#### 演習課題
- a) 原文の「ヨガの後にカフェイン入りコー」から「ューに並ぶようになりました。」までをすべて、一字も変えずに抜き出してください。
- b) 原文で「デリー、ムンバイ、バンガロール」から始まる段落を、主な事実を残して箇条書きに書き直してください。
- c) 原文によると、デリーの「Got Tea」や「Rush Café」ではどのようなオリジナルメニューが登場しましたか。

#### 原文
ヨガの後にカフェイン入りコーヒーを飲むと身体に負担がかかることもありますが、抹茶は持続的な集中力をもたらす“ゆるやかな覚醒感”があるため、心身を整える飲み物として親和性が高いのです。ヨガや瞑想と組み合わせることで、抹茶は単なる飲料を超えた「ウェルネス体験」の一部として位置づけられています。
日本食レストラン・カフェの増加
デリー、ムンバイ、バンガロールといった都市部では、日本食レストランやカフェが急増中です。寿司やラーメンといった料理に加え、抹茶ラテや抹茶チーズケーキなどのデザートが必ずと言ってよいほどメニューに並ぶようになりました。
抹茶は「日本文化を体験できる象徴的なアイテム」として、富裕層や外国文化に敏感な層に浸透しています。さらに、鮮やかなグリーンのドリンクやスイーツはSNS映えしやすく、InstagramやTikTokで拡散されることで一気にトレンド化。これが若年層の間での抹茶人気を加速させています。
実際に、デリーで人気の「Got Tea」や「Rush Café」では、抹茶フルーツラテや抹茶クロワッサンといったオリジナルメニューが登場し、行列ができるほどの人気を博しています。抹茶はもはや一部の日本食愛好家だけのものではなく、インドのカフェ文化を彩る新しいスタンダードになりつつあるのです。

#### 記録の抜粋

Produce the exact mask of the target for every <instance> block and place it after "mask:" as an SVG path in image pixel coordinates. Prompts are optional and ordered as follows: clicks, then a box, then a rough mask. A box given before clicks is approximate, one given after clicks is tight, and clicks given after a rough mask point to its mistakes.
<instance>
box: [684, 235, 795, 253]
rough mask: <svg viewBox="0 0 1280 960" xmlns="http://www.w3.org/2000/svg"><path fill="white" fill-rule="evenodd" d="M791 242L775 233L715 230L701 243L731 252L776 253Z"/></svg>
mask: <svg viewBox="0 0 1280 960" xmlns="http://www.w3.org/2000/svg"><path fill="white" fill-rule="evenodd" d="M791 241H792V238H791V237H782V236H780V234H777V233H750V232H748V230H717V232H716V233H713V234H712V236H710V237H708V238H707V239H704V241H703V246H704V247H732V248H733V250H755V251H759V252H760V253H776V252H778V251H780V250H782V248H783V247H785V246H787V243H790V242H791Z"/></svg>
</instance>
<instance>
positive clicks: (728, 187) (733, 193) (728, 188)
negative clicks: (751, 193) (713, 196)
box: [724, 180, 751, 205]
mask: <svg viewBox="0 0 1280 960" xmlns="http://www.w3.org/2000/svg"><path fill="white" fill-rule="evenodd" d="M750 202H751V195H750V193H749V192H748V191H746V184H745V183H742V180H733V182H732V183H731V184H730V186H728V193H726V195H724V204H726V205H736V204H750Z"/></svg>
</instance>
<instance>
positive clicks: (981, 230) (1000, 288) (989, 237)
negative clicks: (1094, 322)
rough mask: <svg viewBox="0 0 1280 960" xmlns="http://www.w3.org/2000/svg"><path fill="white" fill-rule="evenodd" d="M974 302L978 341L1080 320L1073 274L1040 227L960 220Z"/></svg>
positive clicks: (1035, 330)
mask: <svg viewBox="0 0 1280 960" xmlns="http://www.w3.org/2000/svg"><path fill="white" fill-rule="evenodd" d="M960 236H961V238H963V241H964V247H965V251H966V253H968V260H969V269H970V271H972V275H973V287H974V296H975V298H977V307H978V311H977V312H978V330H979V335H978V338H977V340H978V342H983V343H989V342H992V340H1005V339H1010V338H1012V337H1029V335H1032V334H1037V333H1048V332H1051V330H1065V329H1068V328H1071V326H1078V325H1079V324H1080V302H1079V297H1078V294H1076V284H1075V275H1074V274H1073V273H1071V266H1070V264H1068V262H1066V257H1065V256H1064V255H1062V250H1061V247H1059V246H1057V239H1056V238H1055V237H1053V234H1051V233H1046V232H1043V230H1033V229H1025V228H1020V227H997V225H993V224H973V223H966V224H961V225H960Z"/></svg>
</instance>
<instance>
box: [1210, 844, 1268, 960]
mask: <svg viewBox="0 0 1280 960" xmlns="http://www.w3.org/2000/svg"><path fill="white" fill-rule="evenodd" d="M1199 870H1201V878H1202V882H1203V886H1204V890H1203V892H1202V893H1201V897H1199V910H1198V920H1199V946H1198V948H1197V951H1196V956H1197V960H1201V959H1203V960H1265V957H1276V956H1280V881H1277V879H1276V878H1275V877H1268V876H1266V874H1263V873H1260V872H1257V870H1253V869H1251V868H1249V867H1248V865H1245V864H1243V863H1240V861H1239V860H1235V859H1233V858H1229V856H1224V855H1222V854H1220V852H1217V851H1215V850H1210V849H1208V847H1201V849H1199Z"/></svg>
--
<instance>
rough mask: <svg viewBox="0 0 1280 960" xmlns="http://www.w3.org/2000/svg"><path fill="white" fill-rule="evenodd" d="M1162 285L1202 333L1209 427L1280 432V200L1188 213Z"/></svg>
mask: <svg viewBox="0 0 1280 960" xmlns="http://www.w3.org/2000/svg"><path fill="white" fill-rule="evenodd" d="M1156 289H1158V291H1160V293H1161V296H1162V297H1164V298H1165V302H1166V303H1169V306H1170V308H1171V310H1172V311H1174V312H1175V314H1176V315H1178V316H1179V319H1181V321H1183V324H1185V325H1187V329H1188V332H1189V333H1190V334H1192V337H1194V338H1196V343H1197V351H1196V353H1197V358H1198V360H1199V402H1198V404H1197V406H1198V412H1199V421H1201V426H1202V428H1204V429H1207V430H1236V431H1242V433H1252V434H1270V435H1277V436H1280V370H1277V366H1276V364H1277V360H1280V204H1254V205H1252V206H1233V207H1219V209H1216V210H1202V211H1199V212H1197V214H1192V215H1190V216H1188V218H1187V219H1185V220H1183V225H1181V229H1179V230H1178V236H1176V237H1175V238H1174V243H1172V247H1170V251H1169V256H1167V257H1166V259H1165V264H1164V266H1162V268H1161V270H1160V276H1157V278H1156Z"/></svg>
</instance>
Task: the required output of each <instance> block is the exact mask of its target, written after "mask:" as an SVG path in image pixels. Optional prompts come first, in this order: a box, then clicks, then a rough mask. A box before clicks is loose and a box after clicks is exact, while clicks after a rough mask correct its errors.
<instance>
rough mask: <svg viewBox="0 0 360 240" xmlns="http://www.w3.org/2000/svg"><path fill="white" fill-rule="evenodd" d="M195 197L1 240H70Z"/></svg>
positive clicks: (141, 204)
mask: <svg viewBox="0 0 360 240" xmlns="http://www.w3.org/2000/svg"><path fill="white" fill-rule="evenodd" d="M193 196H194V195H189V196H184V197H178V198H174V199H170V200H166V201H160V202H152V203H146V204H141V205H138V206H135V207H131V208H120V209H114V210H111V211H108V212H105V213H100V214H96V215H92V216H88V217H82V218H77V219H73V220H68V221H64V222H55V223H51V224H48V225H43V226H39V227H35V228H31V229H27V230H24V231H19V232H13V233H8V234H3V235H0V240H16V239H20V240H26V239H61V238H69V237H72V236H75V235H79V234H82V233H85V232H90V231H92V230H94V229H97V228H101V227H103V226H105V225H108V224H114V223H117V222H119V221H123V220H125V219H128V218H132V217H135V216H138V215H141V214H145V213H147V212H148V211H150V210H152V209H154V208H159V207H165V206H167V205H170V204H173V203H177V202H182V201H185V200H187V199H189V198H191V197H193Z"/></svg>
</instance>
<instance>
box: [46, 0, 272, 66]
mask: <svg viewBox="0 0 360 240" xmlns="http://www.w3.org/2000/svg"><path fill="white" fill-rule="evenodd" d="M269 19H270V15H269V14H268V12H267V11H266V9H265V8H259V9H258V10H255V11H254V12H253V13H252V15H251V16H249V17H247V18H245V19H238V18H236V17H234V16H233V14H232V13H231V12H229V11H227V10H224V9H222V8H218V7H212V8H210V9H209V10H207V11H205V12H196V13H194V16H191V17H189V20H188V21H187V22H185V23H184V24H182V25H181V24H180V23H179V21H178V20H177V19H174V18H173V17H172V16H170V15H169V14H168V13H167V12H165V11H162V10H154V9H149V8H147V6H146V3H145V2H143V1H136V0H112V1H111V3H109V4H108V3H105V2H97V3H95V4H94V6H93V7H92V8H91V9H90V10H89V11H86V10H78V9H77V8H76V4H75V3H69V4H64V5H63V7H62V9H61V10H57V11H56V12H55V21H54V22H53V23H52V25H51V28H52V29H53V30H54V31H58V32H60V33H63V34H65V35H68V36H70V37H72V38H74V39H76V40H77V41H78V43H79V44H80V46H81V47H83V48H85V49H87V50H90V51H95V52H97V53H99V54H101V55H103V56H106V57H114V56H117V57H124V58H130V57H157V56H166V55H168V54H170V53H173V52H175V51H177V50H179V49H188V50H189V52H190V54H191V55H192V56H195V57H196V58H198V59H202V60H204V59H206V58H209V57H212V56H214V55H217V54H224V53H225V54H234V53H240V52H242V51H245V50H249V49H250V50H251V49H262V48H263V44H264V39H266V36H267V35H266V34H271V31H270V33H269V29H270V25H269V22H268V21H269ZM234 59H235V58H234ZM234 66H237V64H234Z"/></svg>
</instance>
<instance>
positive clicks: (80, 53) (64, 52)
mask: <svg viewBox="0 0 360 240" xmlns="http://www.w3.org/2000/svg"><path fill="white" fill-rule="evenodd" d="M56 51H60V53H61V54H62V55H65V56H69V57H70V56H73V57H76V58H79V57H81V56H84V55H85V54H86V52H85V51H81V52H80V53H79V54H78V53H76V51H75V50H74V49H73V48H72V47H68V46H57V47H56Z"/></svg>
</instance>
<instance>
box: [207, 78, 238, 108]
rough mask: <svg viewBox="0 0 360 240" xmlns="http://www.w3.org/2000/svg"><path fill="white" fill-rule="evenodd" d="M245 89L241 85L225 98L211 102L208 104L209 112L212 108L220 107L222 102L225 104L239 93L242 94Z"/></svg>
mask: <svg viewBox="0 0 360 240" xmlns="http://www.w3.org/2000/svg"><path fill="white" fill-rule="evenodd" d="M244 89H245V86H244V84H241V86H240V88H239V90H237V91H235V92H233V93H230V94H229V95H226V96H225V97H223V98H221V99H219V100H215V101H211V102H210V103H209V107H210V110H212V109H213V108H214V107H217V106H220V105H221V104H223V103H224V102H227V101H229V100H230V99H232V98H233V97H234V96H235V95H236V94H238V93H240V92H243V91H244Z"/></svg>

#### 課題の解答
- a)
ヨガの後にカフェイン入りコーヒーを飲むと身体に負担がかかることもありますが、抹茶は持続的な集中力をもたらす“ゆるやかな覚醒感”があるため、心身を整える飲み物として親和性が高いのです。ヨガや瞑想と組み合わせることで、抹茶は単なる飲料を超えた「ウェルネス体験」の一部として位置づけられています。
日本食レストラン・カフェの増加
デリー、ムンバイ、バンガロールといった都市部では、日本食レストランやカフェが急増中です。寿司やラーメンといった料理に加え、抹茶ラテや抹茶チーズケーキなどのデザートが必ずと言ってよいほどメニューに並ぶようになりました。

- b)
- デリー、ムンバイ、バンガロールなどの都市部で、日本食レストランやカフェが急増している。
- 寿司やラーメンなどの料理に加え、抹茶ラテや抹茶チーズケーキなどのデザートがほぼ必ずメニューに並ぶようになった。

- c) 抹茶フルーツラテや抹茶クロワッサンです。